### STATED TASK
Collect every line in the items that contains the word "fabric", and copy each of those lines in full.
§ §
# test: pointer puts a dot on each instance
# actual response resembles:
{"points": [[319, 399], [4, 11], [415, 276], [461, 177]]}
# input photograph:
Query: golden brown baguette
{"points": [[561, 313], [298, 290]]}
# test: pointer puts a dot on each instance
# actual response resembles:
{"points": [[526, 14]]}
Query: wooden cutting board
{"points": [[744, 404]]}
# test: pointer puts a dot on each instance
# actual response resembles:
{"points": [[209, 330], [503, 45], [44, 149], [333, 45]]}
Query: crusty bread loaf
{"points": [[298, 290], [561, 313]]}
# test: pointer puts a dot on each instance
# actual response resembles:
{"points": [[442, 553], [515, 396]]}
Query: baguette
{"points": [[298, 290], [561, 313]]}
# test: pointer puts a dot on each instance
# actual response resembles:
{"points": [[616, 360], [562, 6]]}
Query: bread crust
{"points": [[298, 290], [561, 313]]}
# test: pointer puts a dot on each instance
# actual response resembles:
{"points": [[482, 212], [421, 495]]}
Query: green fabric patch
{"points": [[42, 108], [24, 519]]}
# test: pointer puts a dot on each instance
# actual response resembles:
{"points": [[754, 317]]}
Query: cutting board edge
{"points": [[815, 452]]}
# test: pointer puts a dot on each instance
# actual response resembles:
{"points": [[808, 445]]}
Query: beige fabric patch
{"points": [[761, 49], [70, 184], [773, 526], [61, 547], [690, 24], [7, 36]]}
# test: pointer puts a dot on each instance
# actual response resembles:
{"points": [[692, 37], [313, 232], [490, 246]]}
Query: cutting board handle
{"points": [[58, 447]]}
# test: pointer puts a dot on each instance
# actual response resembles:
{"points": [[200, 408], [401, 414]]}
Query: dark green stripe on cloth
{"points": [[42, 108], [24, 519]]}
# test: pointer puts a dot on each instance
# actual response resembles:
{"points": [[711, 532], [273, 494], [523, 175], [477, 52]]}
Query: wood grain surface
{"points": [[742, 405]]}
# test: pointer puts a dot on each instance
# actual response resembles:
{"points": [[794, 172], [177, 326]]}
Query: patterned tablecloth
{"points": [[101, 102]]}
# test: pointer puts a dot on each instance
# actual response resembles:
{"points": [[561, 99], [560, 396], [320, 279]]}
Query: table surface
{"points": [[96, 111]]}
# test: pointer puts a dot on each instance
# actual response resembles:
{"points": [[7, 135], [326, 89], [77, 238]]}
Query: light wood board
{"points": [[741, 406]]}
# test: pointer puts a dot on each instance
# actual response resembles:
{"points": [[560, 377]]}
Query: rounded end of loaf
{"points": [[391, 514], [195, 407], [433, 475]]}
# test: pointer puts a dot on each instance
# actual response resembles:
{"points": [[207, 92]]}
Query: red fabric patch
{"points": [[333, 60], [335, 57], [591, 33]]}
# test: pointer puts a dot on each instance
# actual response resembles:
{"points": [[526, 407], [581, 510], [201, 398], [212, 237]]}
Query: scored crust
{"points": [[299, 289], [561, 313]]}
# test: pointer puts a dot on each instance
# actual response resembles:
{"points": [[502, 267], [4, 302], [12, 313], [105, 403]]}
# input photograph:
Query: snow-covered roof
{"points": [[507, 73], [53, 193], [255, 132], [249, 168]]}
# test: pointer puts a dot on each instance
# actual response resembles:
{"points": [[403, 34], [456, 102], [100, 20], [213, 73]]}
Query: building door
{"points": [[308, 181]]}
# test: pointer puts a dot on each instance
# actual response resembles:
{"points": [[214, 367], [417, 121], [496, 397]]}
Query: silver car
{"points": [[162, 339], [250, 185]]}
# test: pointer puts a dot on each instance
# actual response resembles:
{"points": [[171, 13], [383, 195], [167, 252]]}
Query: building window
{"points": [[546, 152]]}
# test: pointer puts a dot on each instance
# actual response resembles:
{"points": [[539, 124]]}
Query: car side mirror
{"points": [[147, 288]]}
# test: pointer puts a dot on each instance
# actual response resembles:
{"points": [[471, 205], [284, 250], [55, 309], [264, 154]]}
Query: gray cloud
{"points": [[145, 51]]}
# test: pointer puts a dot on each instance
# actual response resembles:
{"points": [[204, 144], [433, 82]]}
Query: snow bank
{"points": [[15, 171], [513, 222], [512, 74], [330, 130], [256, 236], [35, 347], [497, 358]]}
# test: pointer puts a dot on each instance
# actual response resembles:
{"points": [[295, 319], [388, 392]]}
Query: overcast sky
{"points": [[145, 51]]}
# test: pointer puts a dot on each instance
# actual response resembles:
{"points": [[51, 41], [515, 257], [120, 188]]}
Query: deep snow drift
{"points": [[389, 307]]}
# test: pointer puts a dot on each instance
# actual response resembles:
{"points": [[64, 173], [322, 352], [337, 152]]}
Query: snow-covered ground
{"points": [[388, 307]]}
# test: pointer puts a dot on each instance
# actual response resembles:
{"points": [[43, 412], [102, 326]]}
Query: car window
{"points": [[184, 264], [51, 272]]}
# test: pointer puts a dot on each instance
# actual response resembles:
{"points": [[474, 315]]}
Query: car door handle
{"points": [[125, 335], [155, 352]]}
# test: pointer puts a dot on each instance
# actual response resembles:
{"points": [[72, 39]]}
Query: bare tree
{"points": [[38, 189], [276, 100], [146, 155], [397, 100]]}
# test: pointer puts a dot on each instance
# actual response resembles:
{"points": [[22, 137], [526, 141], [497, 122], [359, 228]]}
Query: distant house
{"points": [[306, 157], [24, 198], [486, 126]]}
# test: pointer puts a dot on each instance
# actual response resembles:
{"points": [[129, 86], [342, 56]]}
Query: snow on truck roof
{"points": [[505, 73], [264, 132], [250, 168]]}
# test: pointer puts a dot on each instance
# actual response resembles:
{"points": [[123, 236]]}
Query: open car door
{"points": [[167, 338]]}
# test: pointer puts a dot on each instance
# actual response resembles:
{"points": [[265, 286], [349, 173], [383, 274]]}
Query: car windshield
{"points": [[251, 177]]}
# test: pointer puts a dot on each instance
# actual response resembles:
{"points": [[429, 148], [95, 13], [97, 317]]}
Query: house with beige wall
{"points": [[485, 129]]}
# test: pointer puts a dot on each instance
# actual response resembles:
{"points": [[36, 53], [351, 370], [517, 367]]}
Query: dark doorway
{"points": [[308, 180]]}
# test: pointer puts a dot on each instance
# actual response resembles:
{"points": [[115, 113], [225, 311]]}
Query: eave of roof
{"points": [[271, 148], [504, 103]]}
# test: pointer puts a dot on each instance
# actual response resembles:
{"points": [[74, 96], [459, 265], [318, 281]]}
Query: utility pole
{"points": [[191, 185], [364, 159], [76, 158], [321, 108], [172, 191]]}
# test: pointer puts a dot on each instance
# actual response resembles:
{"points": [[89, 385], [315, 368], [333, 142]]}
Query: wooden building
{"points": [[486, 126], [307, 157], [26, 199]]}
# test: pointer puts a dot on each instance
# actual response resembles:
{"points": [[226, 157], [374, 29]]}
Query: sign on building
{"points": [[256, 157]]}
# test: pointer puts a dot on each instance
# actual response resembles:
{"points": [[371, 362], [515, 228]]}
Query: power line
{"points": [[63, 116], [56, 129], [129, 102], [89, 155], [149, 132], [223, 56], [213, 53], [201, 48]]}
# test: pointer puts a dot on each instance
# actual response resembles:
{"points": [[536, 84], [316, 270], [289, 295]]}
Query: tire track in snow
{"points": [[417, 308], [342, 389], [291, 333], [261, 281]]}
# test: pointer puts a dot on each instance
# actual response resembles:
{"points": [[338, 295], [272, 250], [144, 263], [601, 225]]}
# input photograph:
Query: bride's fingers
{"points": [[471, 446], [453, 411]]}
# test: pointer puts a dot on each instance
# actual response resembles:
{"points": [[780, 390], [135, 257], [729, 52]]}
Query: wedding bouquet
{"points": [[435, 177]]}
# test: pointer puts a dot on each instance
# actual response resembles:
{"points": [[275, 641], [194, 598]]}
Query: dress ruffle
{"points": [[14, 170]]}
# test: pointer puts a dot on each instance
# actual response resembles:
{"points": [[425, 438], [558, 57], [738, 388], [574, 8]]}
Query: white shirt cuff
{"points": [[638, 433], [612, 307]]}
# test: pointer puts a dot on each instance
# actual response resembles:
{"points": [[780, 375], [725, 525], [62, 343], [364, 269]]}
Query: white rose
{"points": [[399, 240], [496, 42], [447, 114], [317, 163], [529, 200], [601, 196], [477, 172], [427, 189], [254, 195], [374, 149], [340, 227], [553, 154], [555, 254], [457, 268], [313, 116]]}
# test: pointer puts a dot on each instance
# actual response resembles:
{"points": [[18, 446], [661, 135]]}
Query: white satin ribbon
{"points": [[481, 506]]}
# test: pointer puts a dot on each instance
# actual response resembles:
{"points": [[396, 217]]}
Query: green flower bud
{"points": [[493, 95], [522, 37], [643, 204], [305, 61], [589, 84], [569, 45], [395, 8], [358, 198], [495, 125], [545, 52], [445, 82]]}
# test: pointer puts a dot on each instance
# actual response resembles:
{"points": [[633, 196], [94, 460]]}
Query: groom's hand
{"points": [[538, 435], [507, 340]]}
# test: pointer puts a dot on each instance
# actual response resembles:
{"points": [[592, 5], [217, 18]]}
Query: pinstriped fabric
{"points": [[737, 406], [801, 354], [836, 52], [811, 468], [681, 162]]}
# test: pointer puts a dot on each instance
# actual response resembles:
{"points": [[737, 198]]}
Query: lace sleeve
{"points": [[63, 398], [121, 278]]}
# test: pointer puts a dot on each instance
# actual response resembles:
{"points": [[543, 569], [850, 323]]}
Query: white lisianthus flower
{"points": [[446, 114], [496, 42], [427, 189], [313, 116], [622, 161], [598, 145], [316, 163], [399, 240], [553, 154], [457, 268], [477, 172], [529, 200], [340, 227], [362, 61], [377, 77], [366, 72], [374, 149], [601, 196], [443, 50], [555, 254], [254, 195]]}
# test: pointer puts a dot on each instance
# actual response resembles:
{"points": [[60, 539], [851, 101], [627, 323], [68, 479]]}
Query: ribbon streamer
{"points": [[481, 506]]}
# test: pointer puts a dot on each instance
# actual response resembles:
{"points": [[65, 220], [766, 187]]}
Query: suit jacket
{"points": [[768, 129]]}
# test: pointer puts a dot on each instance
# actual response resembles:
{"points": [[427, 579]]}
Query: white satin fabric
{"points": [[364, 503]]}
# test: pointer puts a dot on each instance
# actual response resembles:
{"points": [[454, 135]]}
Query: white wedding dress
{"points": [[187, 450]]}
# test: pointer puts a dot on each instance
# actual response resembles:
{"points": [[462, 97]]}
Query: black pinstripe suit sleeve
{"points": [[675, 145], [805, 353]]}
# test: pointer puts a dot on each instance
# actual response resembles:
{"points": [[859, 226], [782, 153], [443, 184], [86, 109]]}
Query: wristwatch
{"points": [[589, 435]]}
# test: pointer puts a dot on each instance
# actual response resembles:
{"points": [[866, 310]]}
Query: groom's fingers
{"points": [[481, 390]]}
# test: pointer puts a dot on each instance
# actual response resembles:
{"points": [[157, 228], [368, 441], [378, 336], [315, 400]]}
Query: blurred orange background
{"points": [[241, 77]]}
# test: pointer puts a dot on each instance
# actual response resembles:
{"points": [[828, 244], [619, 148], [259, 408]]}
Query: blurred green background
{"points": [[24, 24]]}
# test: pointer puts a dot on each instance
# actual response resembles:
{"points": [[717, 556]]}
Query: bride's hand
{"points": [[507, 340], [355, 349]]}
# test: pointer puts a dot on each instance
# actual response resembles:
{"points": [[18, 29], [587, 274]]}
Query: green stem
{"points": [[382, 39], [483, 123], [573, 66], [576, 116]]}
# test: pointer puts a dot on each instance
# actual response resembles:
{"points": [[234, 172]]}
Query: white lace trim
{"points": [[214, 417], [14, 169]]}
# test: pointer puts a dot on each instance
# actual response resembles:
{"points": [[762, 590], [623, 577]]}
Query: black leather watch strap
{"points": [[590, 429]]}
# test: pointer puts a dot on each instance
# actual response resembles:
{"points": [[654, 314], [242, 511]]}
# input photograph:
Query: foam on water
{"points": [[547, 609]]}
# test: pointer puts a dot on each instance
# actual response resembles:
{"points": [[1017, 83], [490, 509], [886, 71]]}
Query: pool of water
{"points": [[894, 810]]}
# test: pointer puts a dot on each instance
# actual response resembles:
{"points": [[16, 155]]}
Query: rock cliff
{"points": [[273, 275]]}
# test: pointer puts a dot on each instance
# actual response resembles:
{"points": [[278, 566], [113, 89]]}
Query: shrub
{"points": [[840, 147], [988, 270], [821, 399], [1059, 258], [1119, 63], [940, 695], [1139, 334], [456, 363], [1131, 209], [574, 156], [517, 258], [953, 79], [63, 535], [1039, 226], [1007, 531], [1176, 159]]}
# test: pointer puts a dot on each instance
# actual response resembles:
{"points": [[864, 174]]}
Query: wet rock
§ §
### RESULT OF THE EXERCISE
Query: green fabric patch
Query: beige fabric patch
Query: red fabric patch
Query: pinstriped fabric
Query: white satin fabric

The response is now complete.